TASK OBJECTIVE:
Find every line in the records below that holds the word "panel", and copy it out.
(Beginning of SUPPLIED RECORDS)
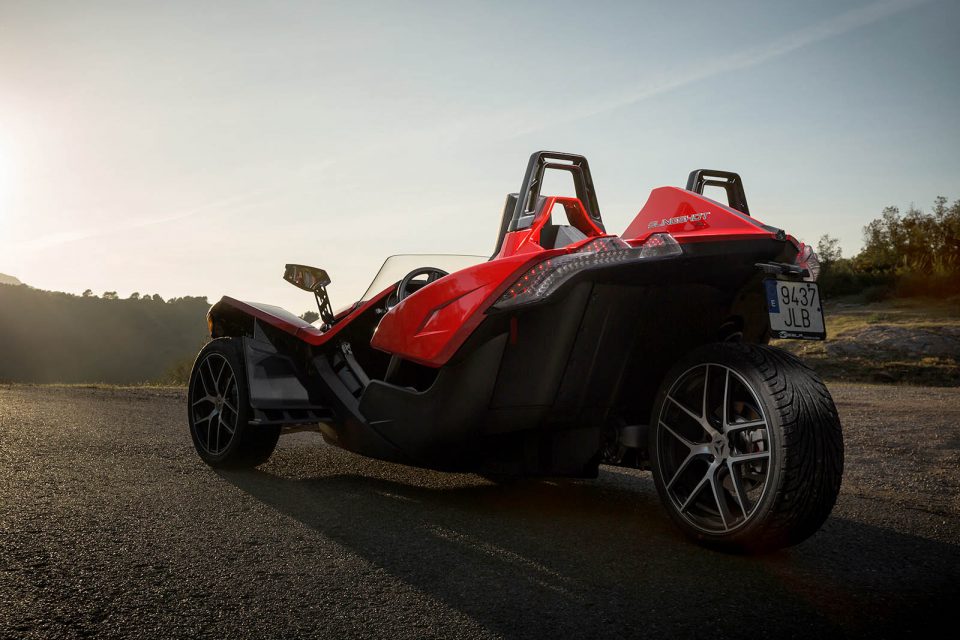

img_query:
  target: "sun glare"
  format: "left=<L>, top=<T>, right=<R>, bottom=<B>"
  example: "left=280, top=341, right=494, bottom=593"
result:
left=0, top=144, right=11, bottom=206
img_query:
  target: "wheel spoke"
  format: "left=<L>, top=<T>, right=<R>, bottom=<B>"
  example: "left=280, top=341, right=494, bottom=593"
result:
left=221, top=373, right=234, bottom=400
left=659, top=420, right=696, bottom=449
left=710, top=470, right=732, bottom=530
left=666, top=452, right=695, bottom=491
left=198, top=364, right=213, bottom=397
left=710, top=480, right=730, bottom=530
left=667, top=395, right=704, bottom=427
left=730, top=450, right=770, bottom=463
left=220, top=413, right=235, bottom=435
left=205, top=358, right=218, bottom=392
left=725, top=419, right=766, bottom=434
left=192, top=395, right=214, bottom=408
left=215, top=358, right=227, bottom=389
left=221, top=373, right=238, bottom=416
left=666, top=367, right=722, bottom=438
left=727, top=459, right=751, bottom=518
left=699, top=365, right=724, bottom=437
left=194, top=409, right=216, bottom=425
left=721, top=368, right=730, bottom=430
left=701, top=365, right=710, bottom=419
left=679, top=473, right=711, bottom=513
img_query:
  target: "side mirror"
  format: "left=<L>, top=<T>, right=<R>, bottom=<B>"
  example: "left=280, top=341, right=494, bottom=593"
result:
left=283, top=264, right=331, bottom=292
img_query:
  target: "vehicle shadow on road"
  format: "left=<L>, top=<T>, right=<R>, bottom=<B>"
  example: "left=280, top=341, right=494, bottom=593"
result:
left=219, top=451, right=958, bottom=639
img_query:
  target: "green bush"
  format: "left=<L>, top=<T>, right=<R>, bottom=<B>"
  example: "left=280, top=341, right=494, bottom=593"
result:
left=817, top=196, right=960, bottom=300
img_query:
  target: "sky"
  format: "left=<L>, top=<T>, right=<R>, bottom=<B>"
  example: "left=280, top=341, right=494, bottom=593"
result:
left=1, top=0, right=958, bottom=314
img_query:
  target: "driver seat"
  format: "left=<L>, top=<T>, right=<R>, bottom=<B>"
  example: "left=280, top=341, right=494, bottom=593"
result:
left=538, top=223, right=587, bottom=249
left=492, top=193, right=589, bottom=255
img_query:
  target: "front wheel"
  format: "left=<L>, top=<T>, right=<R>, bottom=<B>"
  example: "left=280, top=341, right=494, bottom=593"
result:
left=188, top=338, right=280, bottom=468
left=649, top=343, right=843, bottom=552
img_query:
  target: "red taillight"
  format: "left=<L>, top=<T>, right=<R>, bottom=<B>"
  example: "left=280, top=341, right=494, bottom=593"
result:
left=494, top=233, right=681, bottom=309
left=795, top=243, right=821, bottom=281
left=501, top=259, right=554, bottom=300
left=579, top=236, right=631, bottom=252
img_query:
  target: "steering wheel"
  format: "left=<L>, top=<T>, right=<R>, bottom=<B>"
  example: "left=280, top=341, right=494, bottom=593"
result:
left=393, top=267, right=448, bottom=306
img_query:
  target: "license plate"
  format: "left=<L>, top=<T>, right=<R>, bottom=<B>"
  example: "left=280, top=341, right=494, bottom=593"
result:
left=764, top=280, right=825, bottom=340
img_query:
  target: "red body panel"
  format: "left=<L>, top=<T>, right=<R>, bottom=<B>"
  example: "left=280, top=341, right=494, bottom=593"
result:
left=622, top=187, right=775, bottom=245
left=494, top=196, right=605, bottom=258
left=216, top=187, right=790, bottom=368
left=369, top=254, right=539, bottom=365
left=219, top=292, right=390, bottom=347
left=370, top=195, right=608, bottom=366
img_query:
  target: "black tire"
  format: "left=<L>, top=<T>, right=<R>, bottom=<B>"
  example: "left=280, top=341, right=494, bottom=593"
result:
left=187, top=338, right=280, bottom=468
left=649, top=343, right=843, bottom=552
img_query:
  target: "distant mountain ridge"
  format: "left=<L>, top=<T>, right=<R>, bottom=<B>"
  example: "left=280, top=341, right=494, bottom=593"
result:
left=0, top=282, right=209, bottom=383
left=0, top=273, right=23, bottom=286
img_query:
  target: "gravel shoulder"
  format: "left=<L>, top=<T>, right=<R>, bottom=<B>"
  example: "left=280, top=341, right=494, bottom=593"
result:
left=1, top=383, right=958, bottom=639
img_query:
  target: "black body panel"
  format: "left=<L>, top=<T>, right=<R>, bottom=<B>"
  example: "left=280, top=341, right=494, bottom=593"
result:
left=357, top=334, right=508, bottom=468
left=242, top=323, right=333, bottom=426
left=224, top=236, right=793, bottom=476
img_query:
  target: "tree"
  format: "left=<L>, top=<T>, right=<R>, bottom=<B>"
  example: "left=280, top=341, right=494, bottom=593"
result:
left=152, top=294, right=165, bottom=303
left=128, top=292, right=140, bottom=300
left=856, top=206, right=902, bottom=273
left=82, top=289, right=93, bottom=297
left=852, top=198, right=960, bottom=275
left=0, top=284, right=212, bottom=384
left=933, top=196, right=960, bottom=271
left=300, top=310, right=320, bottom=324
left=816, top=235, right=842, bottom=265
left=102, top=291, right=118, bottom=300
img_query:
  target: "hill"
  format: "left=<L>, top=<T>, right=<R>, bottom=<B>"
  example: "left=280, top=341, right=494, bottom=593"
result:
left=0, top=273, right=23, bottom=286
left=0, top=284, right=209, bottom=384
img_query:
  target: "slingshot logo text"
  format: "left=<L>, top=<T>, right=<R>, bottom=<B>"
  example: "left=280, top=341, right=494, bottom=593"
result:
left=647, top=212, right=710, bottom=229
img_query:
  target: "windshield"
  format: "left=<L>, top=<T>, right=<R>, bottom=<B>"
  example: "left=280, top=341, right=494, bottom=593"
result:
left=360, top=254, right=485, bottom=301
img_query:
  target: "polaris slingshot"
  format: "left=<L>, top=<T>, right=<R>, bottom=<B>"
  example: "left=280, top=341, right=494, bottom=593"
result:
left=188, top=151, right=843, bottom=551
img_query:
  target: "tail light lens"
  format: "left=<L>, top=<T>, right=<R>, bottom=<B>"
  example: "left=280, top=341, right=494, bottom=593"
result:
left=494, top=233, right=681, bottom=309
left=795, top=243, right=820, bottom=281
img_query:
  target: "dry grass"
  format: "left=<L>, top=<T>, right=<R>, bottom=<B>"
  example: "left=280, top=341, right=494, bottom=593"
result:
left=774, top=296, right=960, bottom=386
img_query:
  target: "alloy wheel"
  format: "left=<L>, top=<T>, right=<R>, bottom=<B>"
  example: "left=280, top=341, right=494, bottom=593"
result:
left=655, top=363, right=773, bottom=534
left=190, top=352, right=240, bottom=456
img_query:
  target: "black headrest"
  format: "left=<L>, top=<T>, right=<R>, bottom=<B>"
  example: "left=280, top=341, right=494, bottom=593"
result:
left=491, top=193, right=519, bottom=259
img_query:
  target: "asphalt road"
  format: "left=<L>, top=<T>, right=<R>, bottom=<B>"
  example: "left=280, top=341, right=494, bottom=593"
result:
left=1, top=383, right=958, bottom=639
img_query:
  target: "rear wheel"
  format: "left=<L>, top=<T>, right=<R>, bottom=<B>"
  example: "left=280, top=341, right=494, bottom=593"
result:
left=649, top=343, right=843, bottom=552
left=188, top=338, right=279, bottom=468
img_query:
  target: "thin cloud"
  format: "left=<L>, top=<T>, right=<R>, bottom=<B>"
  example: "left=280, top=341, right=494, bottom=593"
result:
left=15, top=188, right=273, bottom=252
left=14, top=161, right=333, bottom=253
left=511, top=0, right=931, bottom=136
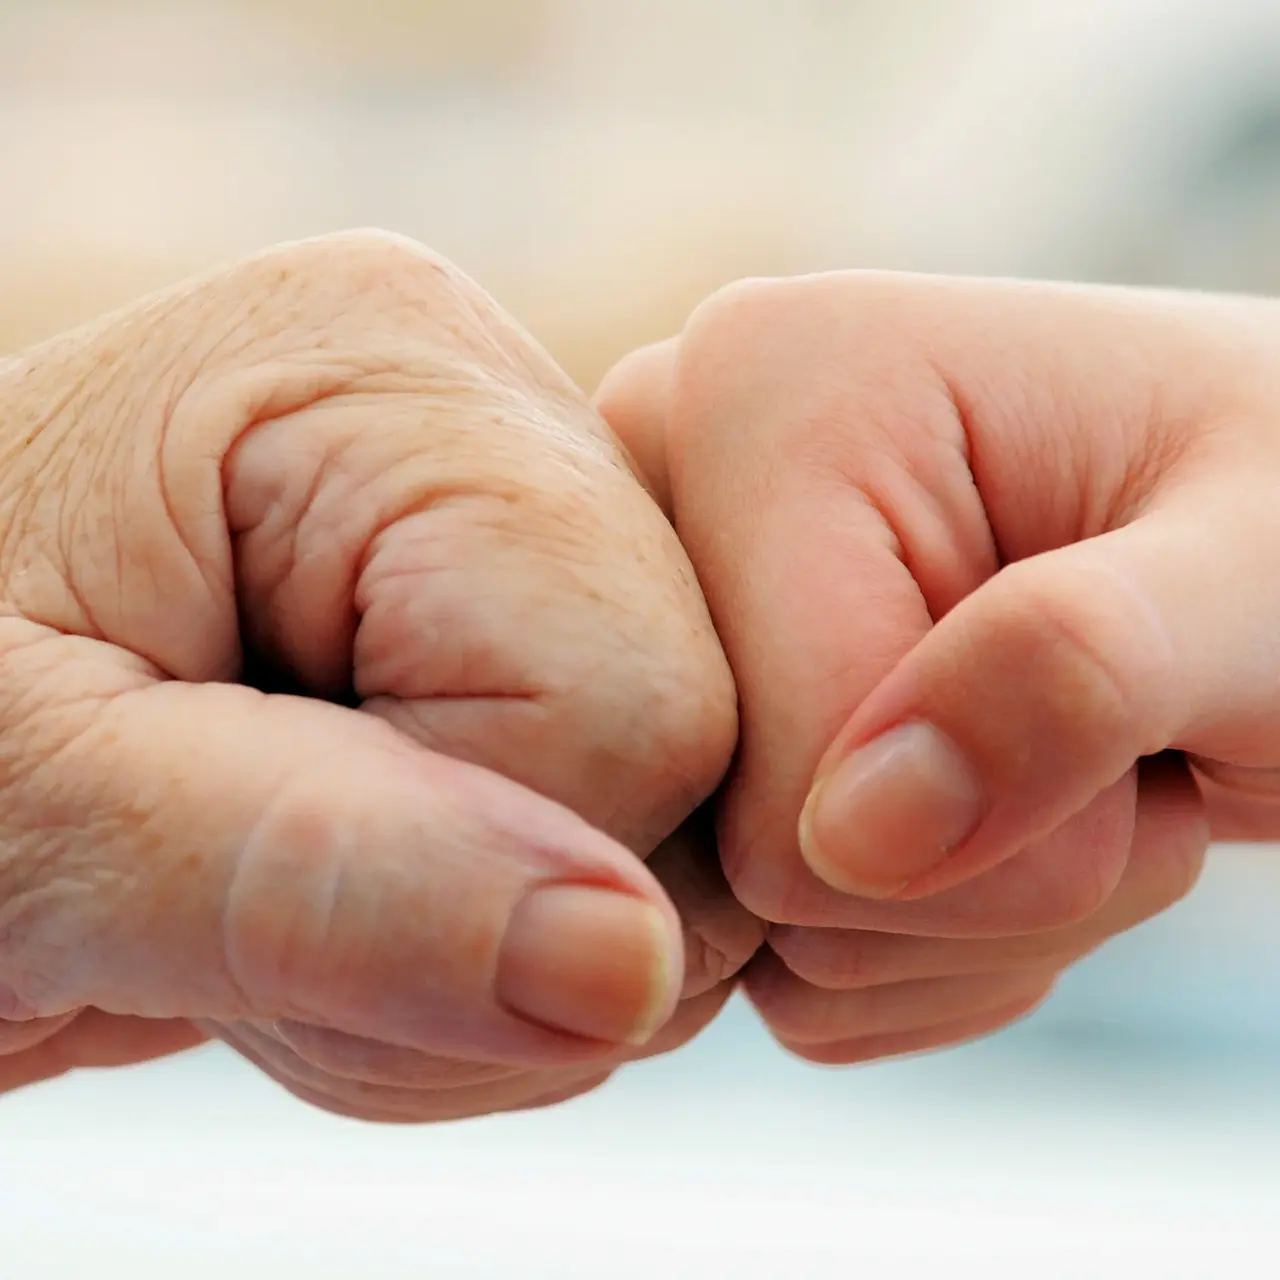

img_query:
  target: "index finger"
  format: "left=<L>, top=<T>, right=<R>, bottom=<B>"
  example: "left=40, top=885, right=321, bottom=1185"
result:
left=599, top=278, right=1124, bottom=930
left=594, top=288, right=943, bottom=919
(End of SUPPLIED RECORDS)
ANSWER BOX:
  target: "red body panel"
  target: "black body panel"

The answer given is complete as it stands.